| Work instructions |
From the first line of the records down to the one that holds "# provide a point for each instance of the pile", transcribe each line exactly and add nothing.

(Image point grounding data)
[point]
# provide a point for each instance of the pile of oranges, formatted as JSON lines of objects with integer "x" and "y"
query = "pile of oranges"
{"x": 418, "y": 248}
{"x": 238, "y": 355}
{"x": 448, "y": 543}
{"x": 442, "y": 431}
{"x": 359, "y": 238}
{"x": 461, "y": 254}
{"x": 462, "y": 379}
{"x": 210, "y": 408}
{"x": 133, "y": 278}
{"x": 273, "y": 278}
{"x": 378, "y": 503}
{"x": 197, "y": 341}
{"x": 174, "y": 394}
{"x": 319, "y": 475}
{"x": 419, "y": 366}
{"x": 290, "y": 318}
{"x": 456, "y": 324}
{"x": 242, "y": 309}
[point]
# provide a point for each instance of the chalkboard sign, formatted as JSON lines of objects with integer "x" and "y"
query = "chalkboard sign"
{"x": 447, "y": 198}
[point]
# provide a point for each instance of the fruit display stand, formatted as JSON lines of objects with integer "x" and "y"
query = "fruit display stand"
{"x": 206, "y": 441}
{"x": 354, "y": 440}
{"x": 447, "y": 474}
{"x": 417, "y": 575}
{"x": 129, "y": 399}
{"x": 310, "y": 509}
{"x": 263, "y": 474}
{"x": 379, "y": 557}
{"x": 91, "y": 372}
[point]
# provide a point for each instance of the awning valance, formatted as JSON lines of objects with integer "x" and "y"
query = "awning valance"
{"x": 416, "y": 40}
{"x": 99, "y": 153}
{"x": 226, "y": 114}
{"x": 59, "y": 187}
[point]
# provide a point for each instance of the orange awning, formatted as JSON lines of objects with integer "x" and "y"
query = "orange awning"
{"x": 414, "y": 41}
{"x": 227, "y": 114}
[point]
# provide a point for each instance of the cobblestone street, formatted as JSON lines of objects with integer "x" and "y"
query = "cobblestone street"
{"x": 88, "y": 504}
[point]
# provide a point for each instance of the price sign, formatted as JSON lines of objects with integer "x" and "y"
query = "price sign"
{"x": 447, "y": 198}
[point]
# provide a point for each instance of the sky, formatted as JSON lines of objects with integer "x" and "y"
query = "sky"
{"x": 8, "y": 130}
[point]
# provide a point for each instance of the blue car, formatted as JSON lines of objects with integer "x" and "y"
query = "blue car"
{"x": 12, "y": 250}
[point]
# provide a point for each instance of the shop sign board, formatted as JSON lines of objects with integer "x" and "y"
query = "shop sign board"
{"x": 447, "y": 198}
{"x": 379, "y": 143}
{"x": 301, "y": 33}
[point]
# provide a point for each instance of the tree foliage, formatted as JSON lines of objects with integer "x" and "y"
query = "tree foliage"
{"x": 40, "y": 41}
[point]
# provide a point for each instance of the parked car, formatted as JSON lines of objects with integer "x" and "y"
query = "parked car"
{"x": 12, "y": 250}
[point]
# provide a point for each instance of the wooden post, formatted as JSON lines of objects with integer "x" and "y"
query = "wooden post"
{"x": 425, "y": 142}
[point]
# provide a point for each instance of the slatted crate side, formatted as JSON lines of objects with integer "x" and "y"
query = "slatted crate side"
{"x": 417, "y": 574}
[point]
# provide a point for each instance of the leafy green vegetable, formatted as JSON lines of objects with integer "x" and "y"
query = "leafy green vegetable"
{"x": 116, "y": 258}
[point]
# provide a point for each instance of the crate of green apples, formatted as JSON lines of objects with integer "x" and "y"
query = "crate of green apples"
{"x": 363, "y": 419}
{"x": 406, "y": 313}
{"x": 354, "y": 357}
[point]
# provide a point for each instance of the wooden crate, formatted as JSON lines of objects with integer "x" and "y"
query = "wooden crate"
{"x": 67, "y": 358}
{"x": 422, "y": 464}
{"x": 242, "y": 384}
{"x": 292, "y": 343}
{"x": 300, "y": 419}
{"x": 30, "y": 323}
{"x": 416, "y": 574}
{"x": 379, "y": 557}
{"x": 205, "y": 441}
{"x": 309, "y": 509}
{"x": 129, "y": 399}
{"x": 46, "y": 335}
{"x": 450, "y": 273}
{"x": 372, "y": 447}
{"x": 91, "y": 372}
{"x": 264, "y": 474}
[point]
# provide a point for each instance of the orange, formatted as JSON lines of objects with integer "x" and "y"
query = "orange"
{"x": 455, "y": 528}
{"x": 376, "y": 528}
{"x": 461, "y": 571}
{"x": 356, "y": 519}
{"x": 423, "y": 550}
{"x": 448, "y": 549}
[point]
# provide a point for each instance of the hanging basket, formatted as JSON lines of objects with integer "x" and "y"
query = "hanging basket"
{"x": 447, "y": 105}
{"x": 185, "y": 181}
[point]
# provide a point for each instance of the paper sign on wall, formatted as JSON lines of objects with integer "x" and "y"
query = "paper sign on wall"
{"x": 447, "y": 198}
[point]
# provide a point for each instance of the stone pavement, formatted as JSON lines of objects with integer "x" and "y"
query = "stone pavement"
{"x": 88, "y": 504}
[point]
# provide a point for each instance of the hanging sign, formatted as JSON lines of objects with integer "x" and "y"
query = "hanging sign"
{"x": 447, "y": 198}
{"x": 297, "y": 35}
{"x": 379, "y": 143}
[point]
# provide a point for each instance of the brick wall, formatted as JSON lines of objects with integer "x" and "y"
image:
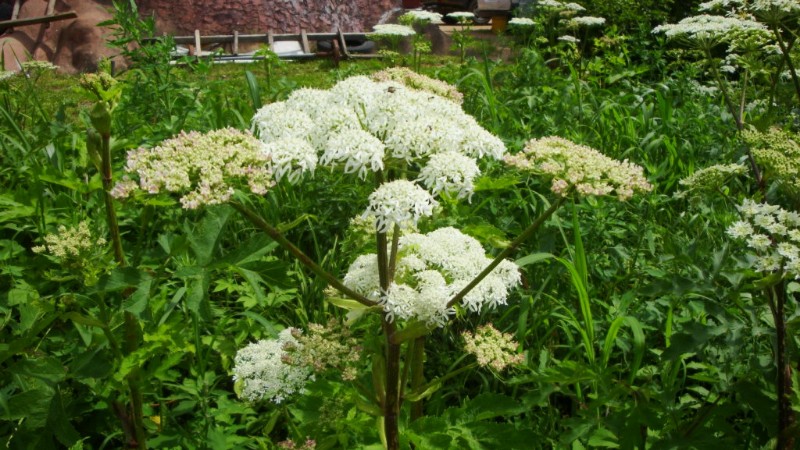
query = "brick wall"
{"x": 279, "y": 16}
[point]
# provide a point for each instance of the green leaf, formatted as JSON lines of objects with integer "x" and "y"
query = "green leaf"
{"x": 120, "y": 278}
{"x": 204, "y": 239}
{"x": 416, "y": 396}
{"x": 533, "y": 258}
{"x": 58, "y": 422}
{"x": 346, "y": 303}
{"x": 197, "y": 292}
{"x": 137, "y": 302}
{"x": 489, "y": 406}
{"x": 83, "y": 320}
{"x": 603, "y": 438}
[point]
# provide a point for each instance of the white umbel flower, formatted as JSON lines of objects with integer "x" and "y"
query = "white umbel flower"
{"x": 392, "y": 29}
{"x": 522, "y": 22}
{"x": 260, "y": 369}
{"x": 772, "y": 233}
{"x": 450, "y": 172}
{"x": 277, "y": 120}
{"x": 399, "y": 202}
{"x": 357, "y": 149}
{"x": 291, "y": 158}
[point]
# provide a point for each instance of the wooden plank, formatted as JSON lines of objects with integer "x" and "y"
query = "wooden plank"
{"x": 228, "y": 38}
{"x": 40, "y": 19}
{"x": 304, "y": 41}
{"x": 15, "y": 11}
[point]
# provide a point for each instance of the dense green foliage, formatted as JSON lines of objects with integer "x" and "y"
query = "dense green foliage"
{"x": 650, "y": 329}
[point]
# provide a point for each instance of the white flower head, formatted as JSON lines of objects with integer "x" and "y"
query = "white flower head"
{"x": 291, "y": 158}
{"x": 431, "y": 269}
{"x": 421, "y": 16}
{"x": 358, "y": 150}
{"x": 261, "y": 370}
{"x": 399, "y": 202}
{"x": 450, "y": 172}
{"x": 201, "y": 166}
{"x": 772, "y": 233}
{"x": 573, "y": 165}
{"x": 587, "y": 21}
{"x": 277, "y": 120}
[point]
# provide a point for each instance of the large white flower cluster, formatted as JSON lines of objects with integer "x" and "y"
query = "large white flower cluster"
{"x": 562, "y": 6}
{"x": 522, "y": 21}
{"x": 588, "y": 171}
{"x": 420, "y": 16}
{"x": 707, "y": 27}
{"x": 262, "y": 373}
{"x": 202, "y": 166}
{"x": 773, "y": 233}
{"x": 587, "y": 21}
{"x": 400, "y": 203}
{"x": 431, "y": 269}
{"x": 363, "y": 125}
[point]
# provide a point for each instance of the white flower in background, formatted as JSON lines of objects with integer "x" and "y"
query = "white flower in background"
{"x": 421, "y": 16}
{"x": 571, "y": 165}
{"x": 461, "y": 16}
{"x": 392, "y": 29}
{"x": 492, "y": 348}
{"x": 71, "y": 243}
{"x": 450, "y": 172}
{"x": 261, "y": 370}
{"x": 291, "y": 158}
{"x": 550, "y": 4}
{"x": 277, "y": 120}
{"x": 399, "y": 202}
{"x": 312, "y": 102}
{"x": 587, "y": 21}
{"x": 573, "y": 7}
{"x": 357, "y": 149}
{"x": 773, "y": 233}
{"x": 710, "y": 178}
{"x": 707, "y": 27}
{"x": 784, "y": 6}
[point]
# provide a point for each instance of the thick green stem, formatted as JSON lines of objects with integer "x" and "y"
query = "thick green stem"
{"x": 131, "y": 342}
{"x": 417, "y": 375}
{"x": 276, "y": 235}
{"x": 532, "y": 228}
{"x": 785, "y": 49}
{"x": 391, "y": 405}
{"x": 786, "y": 418}
{"x": 111, "y": 213}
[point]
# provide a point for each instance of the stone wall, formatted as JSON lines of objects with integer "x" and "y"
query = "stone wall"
{"x": 258, "y": 16}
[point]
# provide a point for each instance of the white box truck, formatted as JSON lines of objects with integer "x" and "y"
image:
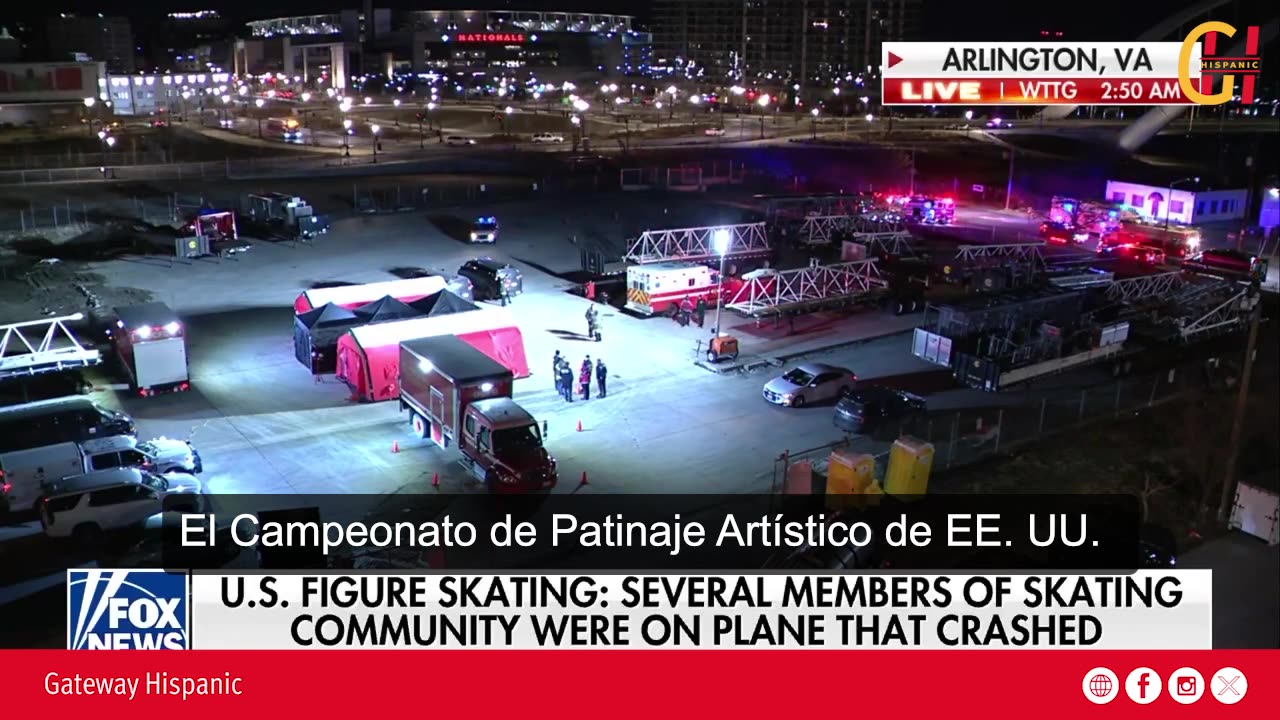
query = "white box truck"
{"x": 151, "y": 343}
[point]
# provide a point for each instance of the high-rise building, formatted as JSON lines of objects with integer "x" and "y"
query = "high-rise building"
{"x": 101, "y": 39}
{"x": 763, "y": 41}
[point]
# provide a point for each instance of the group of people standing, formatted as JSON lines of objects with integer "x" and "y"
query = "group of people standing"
{"x": 565, "y": 386}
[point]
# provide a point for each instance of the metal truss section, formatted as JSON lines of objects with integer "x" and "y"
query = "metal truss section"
{"x": 824, "y": 228}
{"x": 886, "y": 242}
{"x": 1025, "y": 253}
{"x": 1232, "y": 311}
{"x": 42, "y": 346}
{"x": 807, "y": 288}
{"x": 1143, "y": 287}
{"x": 696, "y": 244}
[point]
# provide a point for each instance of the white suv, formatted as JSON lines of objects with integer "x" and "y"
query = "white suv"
{"x": 86, "y": 506}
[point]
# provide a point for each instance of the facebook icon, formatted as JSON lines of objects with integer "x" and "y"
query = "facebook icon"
{"x": 1142, "y": 686}
{"x": 126, "y": 610}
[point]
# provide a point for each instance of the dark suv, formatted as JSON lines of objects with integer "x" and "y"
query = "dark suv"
{"x": 871, "y": 408}
{"x": 489, "y": 278}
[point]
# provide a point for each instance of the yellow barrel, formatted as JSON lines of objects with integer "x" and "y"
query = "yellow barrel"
{"x": 909, "y": 464}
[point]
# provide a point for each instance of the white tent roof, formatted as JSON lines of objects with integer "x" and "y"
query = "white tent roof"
{"x": 485, "y": 318}
{"x": 350, "y": 294}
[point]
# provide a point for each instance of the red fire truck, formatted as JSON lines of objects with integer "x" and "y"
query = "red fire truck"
{"x": 1087, "y": 215}
{"x": 1176, "y": 242}
{"x": 926, "y": 209}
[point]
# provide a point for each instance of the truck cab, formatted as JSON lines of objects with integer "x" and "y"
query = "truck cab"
{"x": 458, "y": 396}
{"x": 504, "y": 447}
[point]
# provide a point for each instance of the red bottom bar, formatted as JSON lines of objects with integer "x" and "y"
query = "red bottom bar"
{"x": 1032, "y": 91}
{"x": 1047, "y": 684}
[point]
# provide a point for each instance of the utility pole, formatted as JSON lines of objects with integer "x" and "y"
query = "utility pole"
{"x": 1242, "y": 399}
{"x": 1009, "y": 187}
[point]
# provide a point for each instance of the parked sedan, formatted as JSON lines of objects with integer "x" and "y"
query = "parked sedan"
{"x": 812, "y": 382}
{"x": 871, "y": 408}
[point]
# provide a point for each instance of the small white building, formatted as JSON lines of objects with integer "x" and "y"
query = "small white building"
{"x": 1184, "y": 204}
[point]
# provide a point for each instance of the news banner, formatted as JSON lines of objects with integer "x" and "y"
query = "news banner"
{"x": 1073, "y": 73}
{"x": 590, "y": 589}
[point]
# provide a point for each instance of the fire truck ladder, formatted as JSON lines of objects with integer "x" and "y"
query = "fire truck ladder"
{"x": 1144, "y": 286}
{"x": 696, "y": 244}
{"x": 55, "y": 350}
{"x": 807, "y": 288}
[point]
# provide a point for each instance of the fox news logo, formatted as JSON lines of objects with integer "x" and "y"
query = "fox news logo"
{"x": 126, "y": 610}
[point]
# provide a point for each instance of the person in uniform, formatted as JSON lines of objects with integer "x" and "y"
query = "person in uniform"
{"x": 602, "y": 374}
{"x": 584, "y": 378}
{"x": 566, "y": 381}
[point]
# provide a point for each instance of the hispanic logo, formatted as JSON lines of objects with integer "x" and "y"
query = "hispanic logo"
{"x": 1212, "y": 64}
{"x": 126, "y": 610}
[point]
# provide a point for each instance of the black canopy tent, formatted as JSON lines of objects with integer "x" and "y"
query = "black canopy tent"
{"x": 385, "y": 310}
{"x": 443, "y": 302}
{"x": 315, "y": 336}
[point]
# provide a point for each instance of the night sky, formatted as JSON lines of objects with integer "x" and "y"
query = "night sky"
{"x": 944, "y": 19}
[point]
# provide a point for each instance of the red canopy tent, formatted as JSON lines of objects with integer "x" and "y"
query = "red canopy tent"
{"x": 351, "y": 296}
{"x": 369, "y": 355}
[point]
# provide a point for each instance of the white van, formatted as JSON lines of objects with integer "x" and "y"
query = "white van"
{"x": 86, "y": 506}
{"x": 24, "y": 473}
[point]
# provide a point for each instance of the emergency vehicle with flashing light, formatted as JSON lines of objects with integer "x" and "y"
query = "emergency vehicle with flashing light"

| Result |
[point]
# provide a point for each instance of the pile of oranges, formatted as JSON lines of objects with integer "x" and "y"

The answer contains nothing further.